REQUIRED TASKS =>
a) In the stock market report, take the part that opens with the words "Even though a" and closes with "focus on Thursday.", and write it out again with "wild swings" substituted for "roller coaster ride".
b) Answer these questions from the stock market report:
(i) By how much is the Dow up this week?
(ii) What was the level of total initial claims, including Pandemic Unemployment Assistance?
(iii) At what time did the Federal Reserve conclude its two-day policy meeting?

GIVEN PASSAGE =>
US stocks surged again in what’s shaping up to be the market’s best week in months. States are still counting election votes, but Wall Street is growing increasingly confident — and excited — the result will be a divided government.
Even though a delayed election result was deemed the “nightmare scenario” before the vote, stocks have rallied every day this week. Investors are hoping Joe Biden will take the White House while Republicans will keep the Senate, and that such as combination will lead to more moderate policies including a quick stimulus deal but limited tax increases.
All three indexes are on track for their best week since April. The Dow is up more than 7% this week. The S&P 500 has risen nearly 8% while the Nasdaq has jumped 9%.
To put the markets’ roller coaster ride in perspective, stocks recorded their worst week since March last week, when investors were fretting about the election outcome and rising Covid-19 infections.
While the presidential race to 270 electoral votes is front and center, there are plenty of other things for market watchers to focus on Thursday.
The Labor Department reported that first-time claims for unemployment benefits declined, though by less than economists had hoped. Total initial claims, including for Pandemic Unemployment Assistance that provides aid for the self-employed and others, stood at 1.1 million. That level has been more or less flat over the past weeks.
On top of that, the number if workers on the Pandemic Emergency Unemployment Compensation program, which provides benefits for those who have exhausted their state benefits, rose to nearly 4 million.
That’s not great news for the jobs recovery.
Meanwhile, the Federal Reserve concluded its two-day policy meeting at 2 pm ET. As expected, the Fed left rates unchanged. Fed Chairman Jerome Powell held a press conference at 2.30 pm ET.
The central bank indicated in September that interest rates will stay at their ultra-low levels for years to come.
Powell has reiterated in every speech over the past few months that more fiscal stimulus was needed to get the economy through this crisis, and he stressed that again Thursday.

Stored data entries:
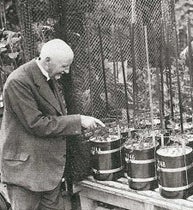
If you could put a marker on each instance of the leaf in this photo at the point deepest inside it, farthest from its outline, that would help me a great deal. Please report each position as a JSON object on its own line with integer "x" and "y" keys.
{"x": 13, "y": 55}
{"x": 3, "y": 44}
{"x": 7, "y": 69}
{"x": 3, "y": 49}
{"x": 15, "y": 39}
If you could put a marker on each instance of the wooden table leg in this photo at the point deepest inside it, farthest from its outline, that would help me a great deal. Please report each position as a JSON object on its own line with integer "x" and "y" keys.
{"x": 86, "y": 203}
{"x": 148, "y": 206}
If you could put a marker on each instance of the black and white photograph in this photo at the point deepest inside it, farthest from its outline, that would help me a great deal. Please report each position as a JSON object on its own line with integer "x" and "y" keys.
{"x": 96, "y": 104}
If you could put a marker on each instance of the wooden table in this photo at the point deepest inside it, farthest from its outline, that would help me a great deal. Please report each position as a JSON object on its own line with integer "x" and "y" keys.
{"x": 120, "y": 195}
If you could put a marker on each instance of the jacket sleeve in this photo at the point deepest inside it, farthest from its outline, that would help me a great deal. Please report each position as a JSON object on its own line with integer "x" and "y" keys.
{"x": 19, "y": 99}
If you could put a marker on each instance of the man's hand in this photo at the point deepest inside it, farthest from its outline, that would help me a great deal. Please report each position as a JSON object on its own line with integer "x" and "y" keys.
{"x": 90, "y": 123}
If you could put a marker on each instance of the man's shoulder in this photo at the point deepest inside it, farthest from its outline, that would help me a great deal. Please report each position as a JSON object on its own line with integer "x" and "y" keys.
{"x": 21, "y": 74}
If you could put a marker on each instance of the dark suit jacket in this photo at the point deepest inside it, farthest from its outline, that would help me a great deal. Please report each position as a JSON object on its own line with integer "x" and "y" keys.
{"x": 33, "y": 131}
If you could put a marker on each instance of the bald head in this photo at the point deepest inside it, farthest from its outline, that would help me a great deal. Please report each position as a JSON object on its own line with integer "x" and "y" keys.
{"x": 56, "y": 57}
{"x": 56, "y": 48}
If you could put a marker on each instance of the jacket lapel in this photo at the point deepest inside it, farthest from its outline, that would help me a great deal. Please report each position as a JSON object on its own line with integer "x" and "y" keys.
{"x": 44, "y": 88}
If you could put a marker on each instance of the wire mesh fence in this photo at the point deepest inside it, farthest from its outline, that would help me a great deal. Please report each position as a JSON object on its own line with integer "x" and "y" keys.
{"x": 113, "y": 53}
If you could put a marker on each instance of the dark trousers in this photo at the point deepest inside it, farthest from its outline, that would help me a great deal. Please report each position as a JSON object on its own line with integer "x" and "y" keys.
{"x": 23, "y": 199}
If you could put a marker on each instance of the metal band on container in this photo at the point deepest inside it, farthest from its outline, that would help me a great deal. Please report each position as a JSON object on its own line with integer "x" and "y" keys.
{"x": 175, "y": 169}
{"x": 171, "y": 189}
{"x": 107, "y": 171}
{"x": 108, "y": 151}
{"x": 142, "y": 161}
{"x": 149, "y": 179}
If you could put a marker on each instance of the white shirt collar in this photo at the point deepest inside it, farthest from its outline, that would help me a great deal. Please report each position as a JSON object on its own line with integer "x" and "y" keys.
{"x": 44, "y": 72}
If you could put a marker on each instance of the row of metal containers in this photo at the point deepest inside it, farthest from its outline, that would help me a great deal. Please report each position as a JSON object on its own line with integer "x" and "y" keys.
{"x": 170, "y": 167}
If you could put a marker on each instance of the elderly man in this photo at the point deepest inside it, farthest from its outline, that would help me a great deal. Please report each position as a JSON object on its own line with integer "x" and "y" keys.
{"x": 34, "y": 127}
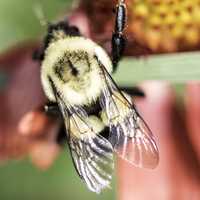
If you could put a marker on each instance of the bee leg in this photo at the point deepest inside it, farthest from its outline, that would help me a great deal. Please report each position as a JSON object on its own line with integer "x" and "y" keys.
{"x": 52, "y": 109}
{"x": 133, "y": 91}
{"x": 118, "y": 39}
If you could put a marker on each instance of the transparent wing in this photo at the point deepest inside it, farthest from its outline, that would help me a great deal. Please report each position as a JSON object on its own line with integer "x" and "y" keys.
{"x": 130, "y": 135}
{"x": 92, "y": 155}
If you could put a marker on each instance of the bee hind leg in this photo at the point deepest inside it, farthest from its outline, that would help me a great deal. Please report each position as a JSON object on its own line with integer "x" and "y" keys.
{"x": 118, "y": 39}
{"x": 133, "y": 91}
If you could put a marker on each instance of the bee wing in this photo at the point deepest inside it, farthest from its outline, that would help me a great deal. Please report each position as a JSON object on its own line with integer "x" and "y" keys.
{"x": 130, "y": 135}
{"x": 92, "y": 154}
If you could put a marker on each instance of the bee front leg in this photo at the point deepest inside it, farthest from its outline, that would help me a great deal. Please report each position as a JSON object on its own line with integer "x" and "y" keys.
{"x": 118, "y": 39}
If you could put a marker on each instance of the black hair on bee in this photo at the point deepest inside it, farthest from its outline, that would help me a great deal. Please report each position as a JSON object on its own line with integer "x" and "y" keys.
{"x": 99, "y": 118}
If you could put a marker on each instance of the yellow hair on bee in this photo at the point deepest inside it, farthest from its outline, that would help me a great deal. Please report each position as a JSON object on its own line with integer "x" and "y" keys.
{"x": 84, "y": 88}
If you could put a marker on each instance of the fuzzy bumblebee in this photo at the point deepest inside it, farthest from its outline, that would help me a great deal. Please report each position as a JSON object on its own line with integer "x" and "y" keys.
{"x": 99, "y": 119}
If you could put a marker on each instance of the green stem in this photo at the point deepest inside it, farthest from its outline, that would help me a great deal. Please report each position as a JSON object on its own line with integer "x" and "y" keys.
{"x": 176, "y": 68}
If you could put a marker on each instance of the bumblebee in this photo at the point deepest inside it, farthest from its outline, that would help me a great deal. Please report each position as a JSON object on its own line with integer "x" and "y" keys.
{"x": 99, "y": 118}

ANSWERS BELOW =>
a)
Even though a delayed election result was deemed the “nightmare scenario” before the vote, stocks have rallied every day this week. Investors are hoping Joe Biden will take the White House while Republicans will keep the Senate, and that such as combination will lead to more moderate policies including a quick stimulus deal but limited tax increases.
All three indexes are on track for their best week since April. The Dow is up more than 7% this week. The S&P 500 has risen nearly 8% while the Nasdaq has jumped 9%.
To put the markets’ wild swings in perspective, stocks recorded their worst week since March last week, when investors were fretting about the election outcome and rising Covid-19 infections.
While the presidential race to 270 electoral votes is front and center, there are plenty of other things for market watchers to focus on Thursday.

b)
(i) More than 7%.
(ii) 1.1 million.
(iii) 2 pm ET.